▶ Kaynak Metin
========
Abaküs Yazılım
14. Hukuk Dairesi
Esas No: 2015/18140
Karar No: 2017/1916
Karar Tarihi: 13.03.2017

Yargıtay 14. Hukuk Dairesi 2015/18140 Esas 2017/1916 Karar Sayılı İlamı

Özet:


Davalı, mirasın hükmen reddi istemiyle açılan davayı reddetmiştir. Ancak mahkeme, davanın kabulüne karar vermiştir. Davacılar miras bırakanının terekesinin borca batık olduğunu ve mirasın hükmen reddedilmesini talep etmişlerdir. Mahkeme, davanın kabulüne karar vermiştir. Ancak davalının temyiz itirazları kabul edilmiş ve hüküm bozulmuştur. Yasa gereği murisin ödemeden aczinin tespiti için her zaman dava açılabilir ve bu dava alacaklılara karşı icra edilir. Miras bırakanın ölümü ile, tereke bütün aktif ve pasifi ile mirasçılarına geçer. Miras bırakanın ölüm tarihi itibariyle tespit edilen terekesinin aktifinin borcu karşılamaya yeterli olmaması halinde isteğin kabul edilmesi gereklidir.
Kanun maddeleri:
- TMK'nın 605/2. maddesi: Ölüm tarihinde miras bırakanın ödemeden aczi açıkça belli veya resmen tespit edilmiş ise, miras reddedilmiş sayılır.
- TMK'nın 606. maddesi: Mirasçılar Türk Medeni Kanunu'nun 610. maddesinde yazılı aykırılık da bulunmadıkça yani zımnen mirası kabul etmiş duruma düşmüş olmadıkça her zaman murisin ödemeden aczinin tespitini isteyebilir.
- 6183 sayılı Amme Alacaklarının Tahsili Usulü Hakkındaki Kanunun 22.07.1998 t
14. Hukuk Dairesi         2015/18140 E.  ,  2017/1916 K.

    "İçtihat Metni"

    MAHKEMESİ :Asliye Hukuk Mahkemesi

    Davacılar tarafından, davalı aleyhine 04/11/2013 gününde verilen dilekçe ile mirasın hükmen reddi istenmesi üzerine yapılan duruşma sonunda; davanın kabulüne dair verilen 12/02/2015 günlü hükmün Yargıtayca incelenmesi davalı vekili tarafından istenilmekle süresinde olduğu anlaşılan temyiz dilekçesinin kabulüne karar verildikten sonra dosya ve içerisindeki bütün kağıtlar incelenerek gereği düşünüldü:
    Dava, TMK"nun 605/2. maddesi gereğince açılan mirasın hükmen reddi istemine ilişkindir.
========
▶ Gösterilen Satırlar
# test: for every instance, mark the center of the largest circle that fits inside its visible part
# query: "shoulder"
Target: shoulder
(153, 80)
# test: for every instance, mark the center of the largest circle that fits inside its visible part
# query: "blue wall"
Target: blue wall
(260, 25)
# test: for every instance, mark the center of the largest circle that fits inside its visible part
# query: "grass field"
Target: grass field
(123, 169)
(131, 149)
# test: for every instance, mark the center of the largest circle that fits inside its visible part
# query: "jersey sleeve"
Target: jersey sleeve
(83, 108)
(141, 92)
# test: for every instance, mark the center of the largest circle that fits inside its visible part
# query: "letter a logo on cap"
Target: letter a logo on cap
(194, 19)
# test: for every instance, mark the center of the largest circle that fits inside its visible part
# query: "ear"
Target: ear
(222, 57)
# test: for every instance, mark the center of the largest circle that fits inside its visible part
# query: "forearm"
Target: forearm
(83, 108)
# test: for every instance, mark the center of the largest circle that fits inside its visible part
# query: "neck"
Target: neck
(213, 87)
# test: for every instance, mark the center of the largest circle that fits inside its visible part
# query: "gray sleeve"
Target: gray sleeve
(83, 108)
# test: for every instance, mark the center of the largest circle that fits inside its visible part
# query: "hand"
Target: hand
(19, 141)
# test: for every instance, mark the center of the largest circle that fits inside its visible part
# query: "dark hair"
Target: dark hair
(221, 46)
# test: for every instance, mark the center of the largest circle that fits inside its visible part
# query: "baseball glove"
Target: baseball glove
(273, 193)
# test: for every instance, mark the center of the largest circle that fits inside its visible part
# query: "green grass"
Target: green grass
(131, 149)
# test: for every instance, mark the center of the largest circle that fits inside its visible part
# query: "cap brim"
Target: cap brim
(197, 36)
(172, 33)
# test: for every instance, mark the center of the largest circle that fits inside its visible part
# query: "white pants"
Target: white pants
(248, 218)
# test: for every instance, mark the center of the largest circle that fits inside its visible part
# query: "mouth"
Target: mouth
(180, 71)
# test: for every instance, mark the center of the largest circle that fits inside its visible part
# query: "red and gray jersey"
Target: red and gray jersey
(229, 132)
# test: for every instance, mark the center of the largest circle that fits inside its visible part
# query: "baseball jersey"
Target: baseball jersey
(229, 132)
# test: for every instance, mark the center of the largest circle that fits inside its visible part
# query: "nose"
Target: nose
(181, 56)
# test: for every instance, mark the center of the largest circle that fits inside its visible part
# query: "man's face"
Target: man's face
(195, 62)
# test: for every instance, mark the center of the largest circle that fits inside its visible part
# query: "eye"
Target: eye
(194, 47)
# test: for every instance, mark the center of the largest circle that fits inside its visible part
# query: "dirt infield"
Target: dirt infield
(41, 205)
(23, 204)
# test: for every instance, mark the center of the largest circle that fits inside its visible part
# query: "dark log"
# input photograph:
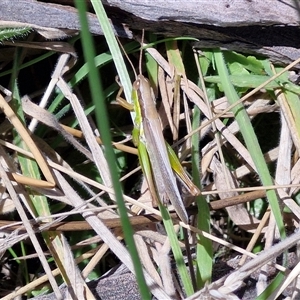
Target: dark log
(267, 27)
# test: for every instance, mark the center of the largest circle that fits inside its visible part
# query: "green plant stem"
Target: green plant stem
(101, 116)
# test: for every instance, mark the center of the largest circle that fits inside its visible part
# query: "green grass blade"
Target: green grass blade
(178, 256)
(249, 138)
(102, 120)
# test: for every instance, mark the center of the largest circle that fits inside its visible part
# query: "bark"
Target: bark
(267, 27)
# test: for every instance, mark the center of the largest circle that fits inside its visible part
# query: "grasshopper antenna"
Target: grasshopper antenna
(141, 52)
(121, 46)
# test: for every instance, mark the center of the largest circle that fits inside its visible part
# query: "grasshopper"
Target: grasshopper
(156, 156)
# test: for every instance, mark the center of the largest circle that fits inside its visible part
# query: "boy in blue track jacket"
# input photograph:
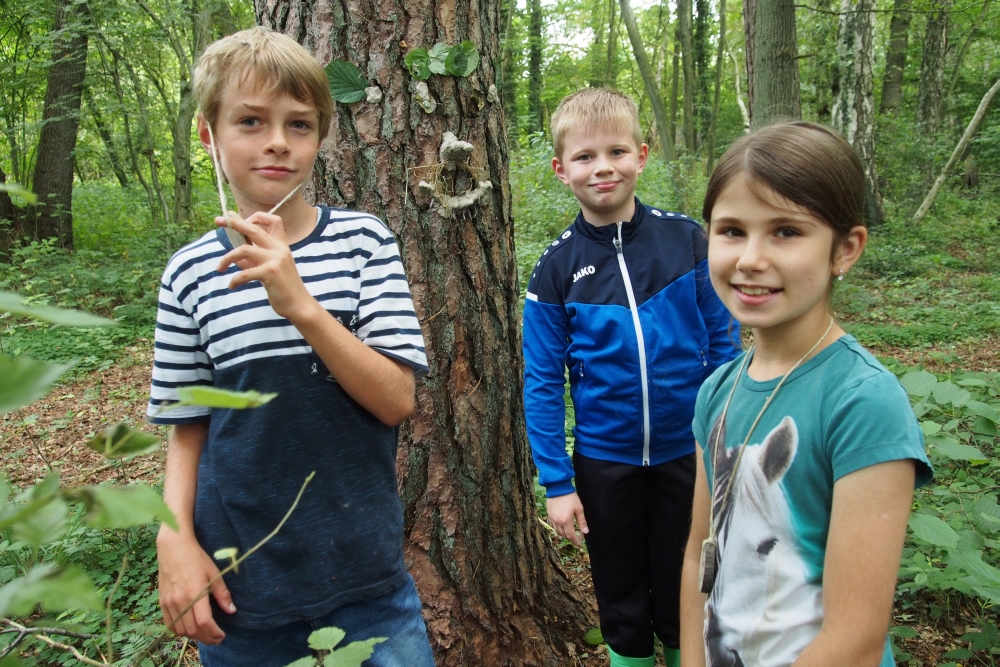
========
▶ Alıştırma Bölümleri
a: Karar metninde "- TMK'nın 606." sözlerinden "E.  ,  2017/1916 K." sözlerine kadar uzanan bölümü olduğu gibi yazın.
b: Karar metnine göre davacılar dilekçelerini hangi tarihte vermiştir?
Satırlar, karar metninden bağımsız ayrı bir malzemedir.

▶ Verilen Cevaplar
a:
- TMK'nın 606. maddesi: Mirasçılar Türk Medeni Kanunu'nun 610. maddesinde yazılı aykırılık da bulunmadıkça yani zımnen mirası kabul etmiş duruma düşmüş olmadıkça her zaman murisin ödemeden aczinin tespitini isteyebilir.
- 6183 sayılı Amme Alacaklarının Tahsili Usulü Hakkındaki Kanunun 22.07.1998 t
14. Hukuk Dairesi         2015/18140 E.  ,  2017/1916 K.

b: 04/11/2013 tarihinde.